STORED DATA

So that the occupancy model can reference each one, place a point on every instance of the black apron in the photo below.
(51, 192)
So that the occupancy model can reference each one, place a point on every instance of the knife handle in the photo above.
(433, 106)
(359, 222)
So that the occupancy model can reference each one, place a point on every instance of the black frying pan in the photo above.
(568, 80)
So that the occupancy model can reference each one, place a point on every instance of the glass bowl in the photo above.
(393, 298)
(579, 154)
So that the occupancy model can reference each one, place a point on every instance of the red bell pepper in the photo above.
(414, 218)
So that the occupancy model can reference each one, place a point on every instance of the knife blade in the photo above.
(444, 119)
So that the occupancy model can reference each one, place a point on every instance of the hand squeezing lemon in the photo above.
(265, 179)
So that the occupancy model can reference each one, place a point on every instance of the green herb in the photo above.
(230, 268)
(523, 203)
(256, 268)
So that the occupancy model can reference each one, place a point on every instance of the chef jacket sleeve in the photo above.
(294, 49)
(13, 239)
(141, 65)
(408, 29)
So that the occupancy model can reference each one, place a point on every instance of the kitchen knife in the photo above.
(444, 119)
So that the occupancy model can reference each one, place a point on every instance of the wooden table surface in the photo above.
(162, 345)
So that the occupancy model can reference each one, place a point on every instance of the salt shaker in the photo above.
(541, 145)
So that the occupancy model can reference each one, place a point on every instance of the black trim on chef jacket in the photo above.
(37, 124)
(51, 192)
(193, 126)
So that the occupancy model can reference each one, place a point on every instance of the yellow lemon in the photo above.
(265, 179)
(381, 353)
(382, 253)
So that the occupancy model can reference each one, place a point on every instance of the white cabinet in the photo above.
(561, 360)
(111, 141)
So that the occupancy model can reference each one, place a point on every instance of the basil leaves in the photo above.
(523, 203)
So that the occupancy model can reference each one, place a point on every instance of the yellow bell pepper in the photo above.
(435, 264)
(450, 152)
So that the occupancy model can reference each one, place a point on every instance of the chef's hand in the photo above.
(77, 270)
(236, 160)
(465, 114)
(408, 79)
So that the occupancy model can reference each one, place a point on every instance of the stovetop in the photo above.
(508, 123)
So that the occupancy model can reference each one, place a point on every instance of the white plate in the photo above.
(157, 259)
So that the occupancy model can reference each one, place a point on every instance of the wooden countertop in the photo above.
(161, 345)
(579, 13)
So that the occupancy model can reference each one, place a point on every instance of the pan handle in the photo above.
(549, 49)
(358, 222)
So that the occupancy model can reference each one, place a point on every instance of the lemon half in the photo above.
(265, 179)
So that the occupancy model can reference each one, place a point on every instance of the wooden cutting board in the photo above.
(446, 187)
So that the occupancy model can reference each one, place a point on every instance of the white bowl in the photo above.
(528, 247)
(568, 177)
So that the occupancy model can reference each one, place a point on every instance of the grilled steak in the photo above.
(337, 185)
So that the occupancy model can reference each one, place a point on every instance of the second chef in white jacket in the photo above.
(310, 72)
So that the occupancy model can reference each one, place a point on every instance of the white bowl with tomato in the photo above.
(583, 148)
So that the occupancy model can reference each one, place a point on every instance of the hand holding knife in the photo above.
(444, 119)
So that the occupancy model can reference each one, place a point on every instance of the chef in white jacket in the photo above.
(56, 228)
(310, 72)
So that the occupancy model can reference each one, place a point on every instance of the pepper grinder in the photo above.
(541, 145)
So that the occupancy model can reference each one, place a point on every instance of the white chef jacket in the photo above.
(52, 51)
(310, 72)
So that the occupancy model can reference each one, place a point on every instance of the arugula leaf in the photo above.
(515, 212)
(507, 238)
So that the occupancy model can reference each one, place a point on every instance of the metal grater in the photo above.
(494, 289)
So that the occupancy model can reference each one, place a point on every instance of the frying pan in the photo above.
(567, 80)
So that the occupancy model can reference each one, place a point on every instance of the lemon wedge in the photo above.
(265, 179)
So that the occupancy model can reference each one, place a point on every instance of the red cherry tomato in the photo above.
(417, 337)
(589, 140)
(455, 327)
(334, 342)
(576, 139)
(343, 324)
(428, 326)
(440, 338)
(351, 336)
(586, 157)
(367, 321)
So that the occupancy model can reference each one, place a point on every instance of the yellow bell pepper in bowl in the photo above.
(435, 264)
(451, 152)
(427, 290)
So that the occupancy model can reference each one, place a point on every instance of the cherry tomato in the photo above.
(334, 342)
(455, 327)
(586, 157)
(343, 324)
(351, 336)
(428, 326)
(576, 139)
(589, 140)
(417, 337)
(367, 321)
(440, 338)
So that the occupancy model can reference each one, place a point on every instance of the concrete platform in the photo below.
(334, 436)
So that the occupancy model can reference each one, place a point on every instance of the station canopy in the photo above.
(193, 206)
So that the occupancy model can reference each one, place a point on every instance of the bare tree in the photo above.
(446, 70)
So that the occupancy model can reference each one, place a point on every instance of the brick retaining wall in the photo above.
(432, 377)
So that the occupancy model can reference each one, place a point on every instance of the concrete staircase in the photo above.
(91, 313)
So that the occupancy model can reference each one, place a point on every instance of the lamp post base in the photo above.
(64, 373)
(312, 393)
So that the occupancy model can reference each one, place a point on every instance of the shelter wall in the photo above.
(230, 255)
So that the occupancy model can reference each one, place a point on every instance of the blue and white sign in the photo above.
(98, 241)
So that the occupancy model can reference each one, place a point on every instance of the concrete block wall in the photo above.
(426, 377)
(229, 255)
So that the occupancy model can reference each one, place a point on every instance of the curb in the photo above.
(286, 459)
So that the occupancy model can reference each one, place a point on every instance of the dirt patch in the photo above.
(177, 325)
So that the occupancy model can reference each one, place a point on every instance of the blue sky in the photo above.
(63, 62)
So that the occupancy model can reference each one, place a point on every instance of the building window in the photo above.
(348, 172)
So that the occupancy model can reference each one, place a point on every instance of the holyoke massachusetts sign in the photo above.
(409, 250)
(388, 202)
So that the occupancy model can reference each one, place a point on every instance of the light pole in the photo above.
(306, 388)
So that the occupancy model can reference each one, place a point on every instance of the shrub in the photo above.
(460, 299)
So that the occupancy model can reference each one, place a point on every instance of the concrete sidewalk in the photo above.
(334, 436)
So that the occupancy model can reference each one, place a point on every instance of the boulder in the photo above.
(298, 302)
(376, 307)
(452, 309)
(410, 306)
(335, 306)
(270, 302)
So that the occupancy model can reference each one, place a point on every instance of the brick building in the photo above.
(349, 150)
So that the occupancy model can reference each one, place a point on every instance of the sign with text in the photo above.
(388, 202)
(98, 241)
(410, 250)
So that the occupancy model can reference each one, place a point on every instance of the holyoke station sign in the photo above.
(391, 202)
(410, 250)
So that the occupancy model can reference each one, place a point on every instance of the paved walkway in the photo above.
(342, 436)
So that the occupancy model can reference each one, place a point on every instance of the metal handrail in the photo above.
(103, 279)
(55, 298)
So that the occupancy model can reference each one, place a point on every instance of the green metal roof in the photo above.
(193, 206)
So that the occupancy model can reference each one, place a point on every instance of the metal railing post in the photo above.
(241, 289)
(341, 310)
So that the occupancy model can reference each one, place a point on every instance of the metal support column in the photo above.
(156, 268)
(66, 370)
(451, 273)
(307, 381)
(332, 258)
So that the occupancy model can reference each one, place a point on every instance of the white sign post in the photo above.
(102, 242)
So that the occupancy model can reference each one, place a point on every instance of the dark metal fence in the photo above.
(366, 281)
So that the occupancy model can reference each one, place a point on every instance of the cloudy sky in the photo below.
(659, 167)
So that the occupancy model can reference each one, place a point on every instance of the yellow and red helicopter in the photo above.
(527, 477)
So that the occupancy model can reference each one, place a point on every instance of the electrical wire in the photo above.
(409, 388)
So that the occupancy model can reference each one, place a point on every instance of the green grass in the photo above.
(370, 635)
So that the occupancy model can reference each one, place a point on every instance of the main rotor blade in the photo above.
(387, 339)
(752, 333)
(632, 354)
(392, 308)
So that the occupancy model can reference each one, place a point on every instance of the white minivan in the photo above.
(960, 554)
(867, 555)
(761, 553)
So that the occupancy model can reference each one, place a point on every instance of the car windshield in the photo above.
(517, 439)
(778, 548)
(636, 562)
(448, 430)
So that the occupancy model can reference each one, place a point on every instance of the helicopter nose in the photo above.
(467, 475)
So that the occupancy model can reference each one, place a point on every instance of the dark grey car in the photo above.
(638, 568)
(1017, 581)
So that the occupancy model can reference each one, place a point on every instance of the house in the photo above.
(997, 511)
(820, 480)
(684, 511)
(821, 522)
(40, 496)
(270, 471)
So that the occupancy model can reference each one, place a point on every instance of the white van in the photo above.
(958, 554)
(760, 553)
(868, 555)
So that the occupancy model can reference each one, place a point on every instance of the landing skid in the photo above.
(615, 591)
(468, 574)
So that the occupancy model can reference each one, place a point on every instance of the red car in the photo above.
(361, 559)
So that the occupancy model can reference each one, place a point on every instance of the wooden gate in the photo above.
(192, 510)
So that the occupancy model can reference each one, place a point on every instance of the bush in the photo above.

PROBLEM REQUIREMENTS
Everything from the line containing "house in the photo above." to the last line of the entries above should be quoted exactly, and only that.

RESPONSE TO THIS EXERCISE
So that the occupancy model can reference each one, place a point on every instance of the house in the photo above.
(997, 511)
(820, 480)
(684, 511)
(821, 522)
(40, 496)
(270, 471)
So that the occupancy model can reference each one, place a point on every instance of the white van in the photo above.
(958, 554)
(760, 553)
(868, 555)
So that the occupancy model can reference each one, place a point on every instance of the landing skid in the photo above.
(615, 591)
(468, 574)
So that the occupancy model can reference each one, place a point on every instance of the red car in the photo above.
(361, 559)
So that the occupancy model can reference each one, place a point on every instance of the wooden gate in the photo above.
(192, 510)
So that the occupancy model can reference each one, place a point on every instance of the bush in the photo above.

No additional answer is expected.